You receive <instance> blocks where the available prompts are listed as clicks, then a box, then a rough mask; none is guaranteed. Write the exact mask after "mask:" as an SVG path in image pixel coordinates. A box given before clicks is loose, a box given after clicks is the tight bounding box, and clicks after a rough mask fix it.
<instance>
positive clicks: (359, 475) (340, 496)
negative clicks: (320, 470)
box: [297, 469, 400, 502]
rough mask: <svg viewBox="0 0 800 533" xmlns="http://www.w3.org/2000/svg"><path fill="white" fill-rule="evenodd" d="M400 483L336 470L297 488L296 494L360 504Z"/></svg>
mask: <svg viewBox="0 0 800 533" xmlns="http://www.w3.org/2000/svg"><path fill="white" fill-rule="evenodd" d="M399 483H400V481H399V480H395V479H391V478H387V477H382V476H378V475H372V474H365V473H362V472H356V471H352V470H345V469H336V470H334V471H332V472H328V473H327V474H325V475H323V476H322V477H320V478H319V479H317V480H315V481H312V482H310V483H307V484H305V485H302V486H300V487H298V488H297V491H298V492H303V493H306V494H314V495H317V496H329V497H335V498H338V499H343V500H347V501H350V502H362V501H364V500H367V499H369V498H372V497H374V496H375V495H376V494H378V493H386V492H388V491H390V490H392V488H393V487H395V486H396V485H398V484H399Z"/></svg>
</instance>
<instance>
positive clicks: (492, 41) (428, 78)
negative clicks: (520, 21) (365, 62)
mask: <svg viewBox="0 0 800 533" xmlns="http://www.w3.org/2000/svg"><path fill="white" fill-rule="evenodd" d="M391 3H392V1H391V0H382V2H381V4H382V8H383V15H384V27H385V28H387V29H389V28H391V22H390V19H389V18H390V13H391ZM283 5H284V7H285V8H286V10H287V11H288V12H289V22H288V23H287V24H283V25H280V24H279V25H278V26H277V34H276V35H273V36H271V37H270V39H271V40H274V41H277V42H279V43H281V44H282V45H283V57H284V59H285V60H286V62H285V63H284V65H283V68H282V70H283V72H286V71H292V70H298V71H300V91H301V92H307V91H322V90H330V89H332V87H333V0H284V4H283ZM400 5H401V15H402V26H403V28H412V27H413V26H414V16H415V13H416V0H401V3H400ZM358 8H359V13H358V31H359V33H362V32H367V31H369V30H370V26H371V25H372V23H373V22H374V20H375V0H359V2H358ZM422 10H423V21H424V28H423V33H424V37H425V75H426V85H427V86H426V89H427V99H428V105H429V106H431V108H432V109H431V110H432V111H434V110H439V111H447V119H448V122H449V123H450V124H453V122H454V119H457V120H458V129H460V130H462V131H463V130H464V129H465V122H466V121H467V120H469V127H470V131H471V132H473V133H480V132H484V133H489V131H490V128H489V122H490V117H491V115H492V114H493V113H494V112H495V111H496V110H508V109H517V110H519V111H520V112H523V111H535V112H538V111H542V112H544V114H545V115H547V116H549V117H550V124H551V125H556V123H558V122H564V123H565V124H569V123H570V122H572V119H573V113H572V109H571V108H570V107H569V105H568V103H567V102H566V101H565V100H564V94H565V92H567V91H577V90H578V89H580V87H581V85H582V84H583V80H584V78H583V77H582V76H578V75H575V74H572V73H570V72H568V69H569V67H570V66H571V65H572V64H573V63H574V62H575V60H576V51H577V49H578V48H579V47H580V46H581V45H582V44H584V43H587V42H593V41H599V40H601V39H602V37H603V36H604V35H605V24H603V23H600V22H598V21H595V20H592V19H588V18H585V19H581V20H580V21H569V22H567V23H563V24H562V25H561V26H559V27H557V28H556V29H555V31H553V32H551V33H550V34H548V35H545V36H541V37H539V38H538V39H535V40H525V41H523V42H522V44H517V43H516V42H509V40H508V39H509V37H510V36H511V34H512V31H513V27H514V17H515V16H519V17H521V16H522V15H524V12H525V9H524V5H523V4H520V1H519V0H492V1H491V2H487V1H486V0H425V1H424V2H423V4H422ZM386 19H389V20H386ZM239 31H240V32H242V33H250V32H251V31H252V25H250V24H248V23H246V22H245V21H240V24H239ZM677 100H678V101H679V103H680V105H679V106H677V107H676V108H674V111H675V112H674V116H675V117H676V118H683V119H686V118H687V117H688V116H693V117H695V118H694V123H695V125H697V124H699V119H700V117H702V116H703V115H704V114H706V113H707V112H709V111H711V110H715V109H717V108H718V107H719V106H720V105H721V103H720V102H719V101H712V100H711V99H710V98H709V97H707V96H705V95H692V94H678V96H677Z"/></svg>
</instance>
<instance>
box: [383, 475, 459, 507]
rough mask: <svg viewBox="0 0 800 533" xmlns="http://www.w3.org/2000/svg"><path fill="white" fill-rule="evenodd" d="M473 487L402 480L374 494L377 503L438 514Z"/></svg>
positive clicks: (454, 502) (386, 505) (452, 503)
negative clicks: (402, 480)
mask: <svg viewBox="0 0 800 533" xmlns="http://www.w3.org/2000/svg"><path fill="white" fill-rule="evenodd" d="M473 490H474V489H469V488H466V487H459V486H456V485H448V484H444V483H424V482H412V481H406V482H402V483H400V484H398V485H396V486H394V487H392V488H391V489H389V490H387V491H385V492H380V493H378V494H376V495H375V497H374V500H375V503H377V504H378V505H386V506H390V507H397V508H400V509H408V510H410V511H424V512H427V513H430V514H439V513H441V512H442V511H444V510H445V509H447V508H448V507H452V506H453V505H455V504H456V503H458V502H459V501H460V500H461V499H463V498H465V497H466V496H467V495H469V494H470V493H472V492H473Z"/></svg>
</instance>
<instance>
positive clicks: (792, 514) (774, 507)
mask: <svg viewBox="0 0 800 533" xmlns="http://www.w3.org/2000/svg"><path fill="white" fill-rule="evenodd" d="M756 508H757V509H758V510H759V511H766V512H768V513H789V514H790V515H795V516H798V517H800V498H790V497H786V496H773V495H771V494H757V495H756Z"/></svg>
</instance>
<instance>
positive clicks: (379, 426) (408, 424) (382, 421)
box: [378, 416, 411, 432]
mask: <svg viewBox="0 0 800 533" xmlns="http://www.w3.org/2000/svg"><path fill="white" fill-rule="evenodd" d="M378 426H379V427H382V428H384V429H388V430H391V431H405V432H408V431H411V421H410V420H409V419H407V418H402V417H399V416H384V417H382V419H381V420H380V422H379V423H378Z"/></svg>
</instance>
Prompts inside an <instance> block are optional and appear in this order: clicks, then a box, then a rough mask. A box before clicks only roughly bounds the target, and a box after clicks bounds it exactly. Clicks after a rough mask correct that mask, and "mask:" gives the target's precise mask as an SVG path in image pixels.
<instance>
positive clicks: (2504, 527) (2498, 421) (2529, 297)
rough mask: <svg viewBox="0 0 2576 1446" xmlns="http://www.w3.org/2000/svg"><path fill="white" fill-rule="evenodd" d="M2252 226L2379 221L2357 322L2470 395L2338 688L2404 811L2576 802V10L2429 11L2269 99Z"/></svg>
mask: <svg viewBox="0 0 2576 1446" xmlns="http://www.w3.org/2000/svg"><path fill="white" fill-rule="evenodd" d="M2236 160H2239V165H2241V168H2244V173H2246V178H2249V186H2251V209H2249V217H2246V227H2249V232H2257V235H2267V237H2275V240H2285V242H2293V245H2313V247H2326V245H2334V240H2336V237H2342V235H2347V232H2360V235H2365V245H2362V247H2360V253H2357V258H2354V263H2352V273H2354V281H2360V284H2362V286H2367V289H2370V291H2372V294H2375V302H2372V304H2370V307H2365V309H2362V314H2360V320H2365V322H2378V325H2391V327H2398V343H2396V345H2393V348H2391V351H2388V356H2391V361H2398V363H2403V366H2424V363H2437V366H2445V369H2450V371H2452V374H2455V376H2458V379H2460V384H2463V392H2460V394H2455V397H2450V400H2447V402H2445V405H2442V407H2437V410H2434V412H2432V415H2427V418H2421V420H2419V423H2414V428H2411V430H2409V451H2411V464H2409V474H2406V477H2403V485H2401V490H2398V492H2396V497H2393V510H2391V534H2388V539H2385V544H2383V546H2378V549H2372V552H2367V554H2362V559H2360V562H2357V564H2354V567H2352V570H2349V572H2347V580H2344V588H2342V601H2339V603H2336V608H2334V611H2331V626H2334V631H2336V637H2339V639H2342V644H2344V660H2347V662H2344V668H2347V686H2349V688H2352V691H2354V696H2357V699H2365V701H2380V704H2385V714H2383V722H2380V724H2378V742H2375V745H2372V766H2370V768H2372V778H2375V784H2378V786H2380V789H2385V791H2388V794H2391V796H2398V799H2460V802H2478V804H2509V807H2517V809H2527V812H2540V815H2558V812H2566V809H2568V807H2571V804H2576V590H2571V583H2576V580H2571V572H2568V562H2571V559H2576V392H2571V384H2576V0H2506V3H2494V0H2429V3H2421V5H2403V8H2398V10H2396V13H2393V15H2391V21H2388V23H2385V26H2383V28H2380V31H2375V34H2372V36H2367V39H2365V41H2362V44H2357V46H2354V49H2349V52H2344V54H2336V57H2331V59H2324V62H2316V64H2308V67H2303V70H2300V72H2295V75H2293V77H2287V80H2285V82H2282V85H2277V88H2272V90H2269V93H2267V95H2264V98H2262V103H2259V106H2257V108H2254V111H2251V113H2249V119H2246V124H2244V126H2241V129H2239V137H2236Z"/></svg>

§ Assignment: The lines from the first of the entries through the line holding "positive clicks: (492, 41) (428, 78)" are to be restated word for word, and no others.

§ Exercise result:
You receive <instance> blocks where the available prompts are listed as clicks, then a box, then a rough mask; none is guaranteed. Write the exact mask after "mask:" as an SVG path in image pixel coordinates. A box given before clicks is loose, a box given after clicks is the tight bounding box, and clicks after a rough mask fix it.
<instance>
positive clicks: (359, 475) (340, 496)
negative clicks: (320, 470)
box: [297, 469, 400, 502]
rough mask: <svg viewBox="0 0 800 533" xmlns="http://www.w3.org/2000/svg"><path fill="white" fill-rule="evenodd" d="M400 483L336 470L297 488L296 494L360 504Z"/></svg>
mask: <svg viewBox="0 0 800 533" xmlns="http://www.w3.org/2000/svg"><path fill="white" fill-rule="evenodd" d="M399 483H400V481H399V480H395V479H391V478H387V477H382V476H378V475H372V474H365V473H362V472H356V471H352V470H345V469H336V470H334V471H332V472H328V473H327V474H325V475H323V476H322V477H320V478H319V479H317V480H315V481H312V482H310V483H307V484H305V485H302V486H300V487H298V488H297V491H298V492H303V493H306V494H314V495H317V496H329V497H335V498H338V499H343V500H347V501H350V502H362V501H364V500H367V499H369V498H372V497H374V496H375V495H376V494H378V493H386V492H388V491H390V490H392V488H393V487H395V486H396V485H398V484H399Z"/></svg>
</instance>
<instance>
positive clicks: (492, 41) (428, 78)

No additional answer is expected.